──────── EXTRACT PROVIDED ────────

Now our data is ready to import into into PostgreSQL.

Before we can import our data, we need to create our PostgreSQL instance. We’ll create one locally using a compose file. This file allows us to define & configure all the services that our application needs.

services: 
  postgres_cpd: # postgres instance for CPD ETL pipeline
    image: postgres:16
    container_name: postgres_cpd_dev
    environment:
      POSTGRES_USER: ${POSTGRES_USER}
      POSTGRES_PASSWORD: ${POSTGRES_PASSWORD}
      POSTGRES_DB: cpd_db
    ports:
      - "5433:5432" # Postgres is already on port 5432 on my local machine
    volumes: 
      - pgdata_cpd:/var/lib/postgresql/data
    restart: unless-stopped
  pgadmin:
    image: dpage/pgadmin4
    container_name: pgadmin_dev
    environment:
      PGADMIN_DEFAULT_EMAIL: ${PGADMIN_DEFAULT_EMAIL}
      PGADMIN_DEFAULT_PASSWORD: ${PGADMIN_DEFAULT_PASSWORD}
    ports:
      - "8081:80"
    depends_on: # don't start pg_admin until our postgres instance is running
      - postgres_cpd 

volumes:
  pgdata_cpd: # all data for our postgres_cpd service will be stored here

There are two main services defined here:

postgres_cpd — This is our PostgreSQL instance where we’ll store our data.
pgadmin —DB admin platform which provides a GUI we can use to query data in our PostgreSQL database. Not functionally required, but useful for checking the data in our database. For more information on connecting to your PostgreSQL database in pgAdmin, click here.

────────

→ **EXERCISE INSTRUCTIONS**
A. Answer these questions using the PostgreSQL setup text:
(i) Which image does the postgres_cpd service use?
(ii) Which host port is mapped to port 80 of the pgadmin service?
(iii) Is pgadmin described as functionally required?
B. Extend the PostgreSQL setup text, picking up right after its final sentence.
The data that comes next is not needed for anything asked here.

──────── LISTING ────────

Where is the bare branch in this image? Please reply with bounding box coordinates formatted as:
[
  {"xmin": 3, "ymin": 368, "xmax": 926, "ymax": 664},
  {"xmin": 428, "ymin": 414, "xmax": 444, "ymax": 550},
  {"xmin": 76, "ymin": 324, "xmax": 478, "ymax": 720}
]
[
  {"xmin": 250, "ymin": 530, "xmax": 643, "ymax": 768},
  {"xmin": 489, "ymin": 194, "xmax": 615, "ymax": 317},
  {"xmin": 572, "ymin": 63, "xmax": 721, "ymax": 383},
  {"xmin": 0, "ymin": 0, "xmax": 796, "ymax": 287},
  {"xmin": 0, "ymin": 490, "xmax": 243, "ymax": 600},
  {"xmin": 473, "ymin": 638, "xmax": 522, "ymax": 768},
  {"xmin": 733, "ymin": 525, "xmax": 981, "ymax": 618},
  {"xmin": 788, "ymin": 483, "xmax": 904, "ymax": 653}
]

────────
──────── LISTING ────────

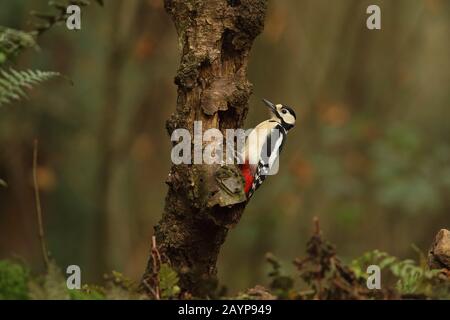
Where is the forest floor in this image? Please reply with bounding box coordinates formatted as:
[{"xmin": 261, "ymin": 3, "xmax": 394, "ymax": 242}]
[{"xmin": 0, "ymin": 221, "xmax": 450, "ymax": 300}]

────────
──────── LISTING ────────

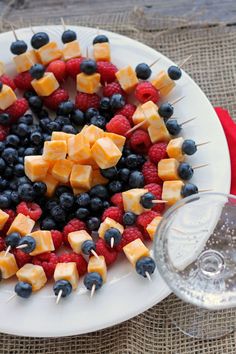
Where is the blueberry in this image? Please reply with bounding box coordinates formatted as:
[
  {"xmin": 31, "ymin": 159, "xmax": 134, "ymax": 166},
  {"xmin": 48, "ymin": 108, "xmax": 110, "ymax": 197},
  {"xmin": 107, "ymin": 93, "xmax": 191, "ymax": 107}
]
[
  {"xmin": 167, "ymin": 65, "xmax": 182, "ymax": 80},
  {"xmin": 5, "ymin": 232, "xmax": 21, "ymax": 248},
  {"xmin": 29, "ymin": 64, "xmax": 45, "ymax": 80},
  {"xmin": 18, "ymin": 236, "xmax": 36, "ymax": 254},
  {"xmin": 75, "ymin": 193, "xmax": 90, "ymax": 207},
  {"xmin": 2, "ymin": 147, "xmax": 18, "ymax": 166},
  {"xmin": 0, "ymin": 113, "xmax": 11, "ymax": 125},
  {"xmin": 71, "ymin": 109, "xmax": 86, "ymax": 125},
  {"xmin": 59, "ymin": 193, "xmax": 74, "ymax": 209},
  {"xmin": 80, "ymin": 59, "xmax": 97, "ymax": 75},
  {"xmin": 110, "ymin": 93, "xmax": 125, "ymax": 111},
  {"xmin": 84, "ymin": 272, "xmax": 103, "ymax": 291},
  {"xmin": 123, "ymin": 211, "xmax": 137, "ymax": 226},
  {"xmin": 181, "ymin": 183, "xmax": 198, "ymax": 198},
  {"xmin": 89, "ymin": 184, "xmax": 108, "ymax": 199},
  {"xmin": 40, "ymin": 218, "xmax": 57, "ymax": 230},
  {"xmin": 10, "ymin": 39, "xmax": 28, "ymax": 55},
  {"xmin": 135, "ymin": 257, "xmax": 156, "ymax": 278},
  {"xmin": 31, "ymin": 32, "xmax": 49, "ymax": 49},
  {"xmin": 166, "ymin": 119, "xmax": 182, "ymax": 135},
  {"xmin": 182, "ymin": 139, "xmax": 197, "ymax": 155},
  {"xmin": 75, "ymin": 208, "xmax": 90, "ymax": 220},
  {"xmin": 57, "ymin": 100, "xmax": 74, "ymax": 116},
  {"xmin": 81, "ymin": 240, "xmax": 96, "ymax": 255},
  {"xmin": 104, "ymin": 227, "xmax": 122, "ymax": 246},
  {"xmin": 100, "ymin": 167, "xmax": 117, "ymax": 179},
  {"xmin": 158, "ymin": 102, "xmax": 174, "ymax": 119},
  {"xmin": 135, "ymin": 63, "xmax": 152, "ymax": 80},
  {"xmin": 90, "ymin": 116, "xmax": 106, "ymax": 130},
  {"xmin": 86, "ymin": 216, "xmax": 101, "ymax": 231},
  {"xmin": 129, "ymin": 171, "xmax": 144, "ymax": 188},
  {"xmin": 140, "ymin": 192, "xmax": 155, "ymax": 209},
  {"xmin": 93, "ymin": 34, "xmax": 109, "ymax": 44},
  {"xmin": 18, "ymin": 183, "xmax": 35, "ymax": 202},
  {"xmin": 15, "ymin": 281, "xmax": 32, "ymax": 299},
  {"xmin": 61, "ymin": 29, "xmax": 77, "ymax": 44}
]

────────

→ **ANSWERS TO THE TASKS**
A.
(i) postgres:16
(ii) 8081
(iii) No. It is not functionally required, but it is useful for checking the data in the database.

B.
Let’s highlight some important configuration for our postgres_cpd service:

container_name: postgres_cpd_dev -> Our service will run in a container (i.e. an isolated process) named postgres_cpd_dev. Docker generates random container names if you don’t specify this, so assigning a name will make it more straightforward to interact with the container.
environment: -> We create a Postgres user from credentials stored in our .env file. Additionally, we create a default database, cpd_dev.
ports: -> Our PostgreSQL service will listen on port 5432 within the container. However, we’ll map port 5433 on the host machine to port 5432 in the container, allowing us to connect to PostgreSQL from our host machine via port 5433.
volumes: -> Our service will store all its data (e.g. configuration, data files) under the following directory within the container: /var/lib/postgresql/data. We’ll mount this container directory to a named Docker volume stored on our local machine, pgdata_cpd. This allows us to persist the database data beyond the lifetime of the container.

Now that we’ve created our PostgreSQL instance, we can execute queries against it. Importing our data into PostgreSQL requires executing two queries against the database:

Creating the table that will store the data.
Loading our transformed data into that table.

Each time we execute a query against our PostgreSQL instance, we need to do the following:

Establish our connection to PostgreSQL.
Execute the query.
Commit the changes & close the connection.

from prefect import task
from sqlalchemy import create_engine
import psycopg2
from dotenv import load_dotenv
import os

# read content from .env, which contains our Postgres credentials
load_dotenv()

def create_postgres_table():
    '''
    Create the cpd_incidents table in Postgres DB (cpd_db) if it doesn't exist.
    '''
    # establish connection to DB
    conn = psycopg2.connect(
        host="localhost",
        port="5433",
        database="cpd_db",
        user=os.getenv("POSTGRES_USER"),
        password=os.getenv("POSTGRES_PASSWORD")
    )

    # create cursor object to execute SQL
    cur = conn.cursor()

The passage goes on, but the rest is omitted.